— begin Source data —

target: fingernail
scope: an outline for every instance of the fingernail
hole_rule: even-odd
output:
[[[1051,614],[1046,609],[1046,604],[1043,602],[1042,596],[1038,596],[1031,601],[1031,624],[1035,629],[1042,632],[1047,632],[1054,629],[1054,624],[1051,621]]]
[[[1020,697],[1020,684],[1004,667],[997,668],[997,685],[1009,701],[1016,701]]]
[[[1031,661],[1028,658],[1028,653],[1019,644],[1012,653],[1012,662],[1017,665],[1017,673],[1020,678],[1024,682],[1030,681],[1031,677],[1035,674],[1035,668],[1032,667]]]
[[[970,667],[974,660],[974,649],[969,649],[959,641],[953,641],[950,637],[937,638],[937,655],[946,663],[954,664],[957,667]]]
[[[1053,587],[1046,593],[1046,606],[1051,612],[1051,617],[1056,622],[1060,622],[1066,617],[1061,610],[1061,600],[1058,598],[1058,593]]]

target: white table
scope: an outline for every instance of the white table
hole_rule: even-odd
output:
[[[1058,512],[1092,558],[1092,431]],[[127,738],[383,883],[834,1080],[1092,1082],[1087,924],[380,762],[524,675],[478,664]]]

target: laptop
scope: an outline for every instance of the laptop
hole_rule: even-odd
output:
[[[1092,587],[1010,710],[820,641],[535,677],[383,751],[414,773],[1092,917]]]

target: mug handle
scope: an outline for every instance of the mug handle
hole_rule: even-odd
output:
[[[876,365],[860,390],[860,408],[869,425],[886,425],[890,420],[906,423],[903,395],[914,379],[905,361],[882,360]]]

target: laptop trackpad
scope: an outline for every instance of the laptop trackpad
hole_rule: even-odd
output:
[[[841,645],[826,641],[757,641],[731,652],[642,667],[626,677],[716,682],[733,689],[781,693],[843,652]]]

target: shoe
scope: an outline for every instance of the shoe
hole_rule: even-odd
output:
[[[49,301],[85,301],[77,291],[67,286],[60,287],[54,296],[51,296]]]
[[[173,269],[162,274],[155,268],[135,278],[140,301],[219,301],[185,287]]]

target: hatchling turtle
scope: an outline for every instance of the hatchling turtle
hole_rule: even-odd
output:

— end Source data —

■ Exercise goal: Can you convert every line of the material above into a JSON list of strings, one string per line, with the blank lines left out?

■ Result for this exercise:
[
  "target: fingernail",
  "scope: an outline for every instance of the fingernail",
  "hole_rule: even-odd",
  "output:",
  "[[[1051,614],[1046,609],[1046,604],[1043,602],[1042,596],[1038,596],[1031,601],[1031,624],[1035,629],[1042,632],[1047,632],[1054,629],[1054,624],[1051,621]]]",
  "[[[1020,697],[1020,684],[1004,667],[997,668],[997,685],[1009,701],[1016,701]]]",
  "[[[1031,661],[1028,658],[1028,653],[1019,644],[1012,653],[1012,662],[1017,665],[1017,673],[1020,678],[1024,682],[1030,681],[1031,677],[1035,674],[1035,668],[1032,667]]]",
  "[[[970,667],[974,660],[974,649],[969,649],[959,641],[953,641],[950,637],[937,638],[937,655],[946,663],[954,664],[957,667]]]",
  "[[[1053,587],[1046,593],[1046,606],[1051,612],[1051,617],[1056,622],[1060,622],[1066,617],[1061,610],[1061,600],[1058,598],[1058,593]]]",
  "target: white table",
  "scope: an outline for every instance of the white table",
  "hole_rule: even-odd",
  "output:",
  "[[[1058,512],[1092,558],[1092,431]],[[127,738],[383,883],[834,1080],[1092,1082],[1087,924],[380,762],[524,675],[478,664]]]",
  "target: laptop",
  "scope: an outline for every instance of the laptop",
  "hole_rule: even-odd",
  "output:",
  "[[[1092,587],[1010,710],[820,641],[535,677],[383,751],[414,773],[1092,917]]]",
  "target: mug handle",
  "scope: an outline for every instance of the mug handle",
  "hole_rule: even-odd",
  "output:",
  "[[[876,365],[860,390],[860,408],[869,425],[886,425],[890,420],[906,423],[903,395],[914,379],[905,361],[882,360]]]",
  "target: laptop trackpad",
  "scope: an outline for every instance of the laptop trackpad",
  "hole_rule: even-odd",
  "output:",
  "[[[841,645],[826,641],[757,641],[731,652],[642,667],[626,677],[716,682],[733,689],[781,693],[843,652]]]",
  "target: shoe",
  "scope: an outline for every instance of the shoe",
  "hole_rule: even-odd",
  "output:",
  "[[[49,301],[85,301],[77,291],[67,286],[60,287],[54,296],[51,296]]]",
  "[[[173,269],[162,274],[155,268],[135,278],[140,301],[219,301],[185,287]]]",
  "target: hatchling turtle",
  "scope: an outline for every instance of the hatchling turtle",
  "hole_rule: even-odd",
  "output:"
]